Schreib die Passage des Textes über den sozialen Dialog von „Der Vertreter der“ bis „beim sozialen Dialog.“ noch einmal ab und benenne dabei „Sozialpartner“ in „Tarifpartner“ um.

• Lesetext:
____

Slavica Jaukovikj, verantwortlich für die Arbeit der Branchengewerkschaften innerhalb der Gewerkschaftsvereinigung Montenegros, sprach über den Staat Montenegro bezüglich der eingeleiteten Reformen und der erzielten Fortschritte bei den Arbeitnehmerrechten. 

Marija Martiniкј, Leiterin des Bildungs- und Forschungszentrums innerhalb von NEZAVISNOST, Serbien, sprach über die Formen und Aktivitäten, die sie zur Stärkung des sozialen Dialogs in Serbien ergreifen.

Der Vertreter der Unabhängigen Gewerkschaften Albaniens BSPSH berichtete über die Situation der Gewerkschaften in Albanien und die Schwierigkeiten der Sozialpartner beim sozialen Dialog.

Emil Krstanovski, nationaler Koordinator der IAO in der Republik Nordmazedonien, erklärte, dass die IAO als Organisation in diesem Jahr ihren 100. Jahrestag ihres Bestehens feiert, wobei sie 1919 mit dem Versailler Vertrag unter dem Motto KEIN FRIEDE OHNE SOZIALEN DIALOG gegründet wurde. Die ILO vertritt die Arbeitnehmerrechte und ist die einzige Organisation, in der alle Sozialpartner die gleiche Bedeutung haben. Er gab einen Überblick über die wichtigsten Herausforderungen für den sozialen Dialog in der Westbalkanregion und präsentierte das Länderprogramm für menschenwürdige Arbeit 2019 - 2022 für Nordmazedonien.

____

• Einträge zum Zeigen auf beschriftete Objekte:
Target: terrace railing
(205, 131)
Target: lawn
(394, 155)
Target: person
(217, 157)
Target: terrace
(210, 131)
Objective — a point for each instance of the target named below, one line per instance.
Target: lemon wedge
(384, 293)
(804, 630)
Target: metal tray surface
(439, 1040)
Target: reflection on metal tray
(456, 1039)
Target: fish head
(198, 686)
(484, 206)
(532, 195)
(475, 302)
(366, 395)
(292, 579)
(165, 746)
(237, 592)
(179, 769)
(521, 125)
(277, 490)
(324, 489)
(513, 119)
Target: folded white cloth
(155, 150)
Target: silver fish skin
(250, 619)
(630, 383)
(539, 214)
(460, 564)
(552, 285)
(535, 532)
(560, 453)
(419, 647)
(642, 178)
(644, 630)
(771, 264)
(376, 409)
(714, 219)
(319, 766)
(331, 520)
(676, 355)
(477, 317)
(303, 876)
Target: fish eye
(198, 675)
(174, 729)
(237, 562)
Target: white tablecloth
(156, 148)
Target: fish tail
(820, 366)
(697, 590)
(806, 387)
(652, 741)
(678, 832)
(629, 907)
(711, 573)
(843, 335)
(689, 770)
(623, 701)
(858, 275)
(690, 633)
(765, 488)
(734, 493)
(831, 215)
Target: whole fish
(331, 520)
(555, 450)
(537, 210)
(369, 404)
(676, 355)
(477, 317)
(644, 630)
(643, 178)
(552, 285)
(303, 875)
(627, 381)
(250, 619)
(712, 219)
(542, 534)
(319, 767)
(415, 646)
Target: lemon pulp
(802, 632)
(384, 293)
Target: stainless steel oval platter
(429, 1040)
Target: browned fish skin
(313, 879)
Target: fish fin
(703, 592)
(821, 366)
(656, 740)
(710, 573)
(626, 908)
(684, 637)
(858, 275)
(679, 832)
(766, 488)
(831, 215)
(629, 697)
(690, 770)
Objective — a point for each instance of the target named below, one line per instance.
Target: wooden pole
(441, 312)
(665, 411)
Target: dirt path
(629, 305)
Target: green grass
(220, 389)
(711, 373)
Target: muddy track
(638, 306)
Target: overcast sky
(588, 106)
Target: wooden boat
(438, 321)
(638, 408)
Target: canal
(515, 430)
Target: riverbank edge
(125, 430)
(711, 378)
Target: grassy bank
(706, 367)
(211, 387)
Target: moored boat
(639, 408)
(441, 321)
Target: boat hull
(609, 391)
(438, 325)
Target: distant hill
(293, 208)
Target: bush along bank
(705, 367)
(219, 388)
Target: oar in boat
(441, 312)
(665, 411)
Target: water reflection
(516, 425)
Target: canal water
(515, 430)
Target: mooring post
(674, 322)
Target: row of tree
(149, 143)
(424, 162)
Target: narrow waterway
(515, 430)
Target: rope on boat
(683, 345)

____

• Gelöste Aufgabe:
Der Vertreter der Unabhängigen Gewerkschaften Albaniens BSPSH berichtete über die Situation der Gewerkschaften in Albanien und die Schwierigkeiten der Tarifpartner beim sozialen Dialog.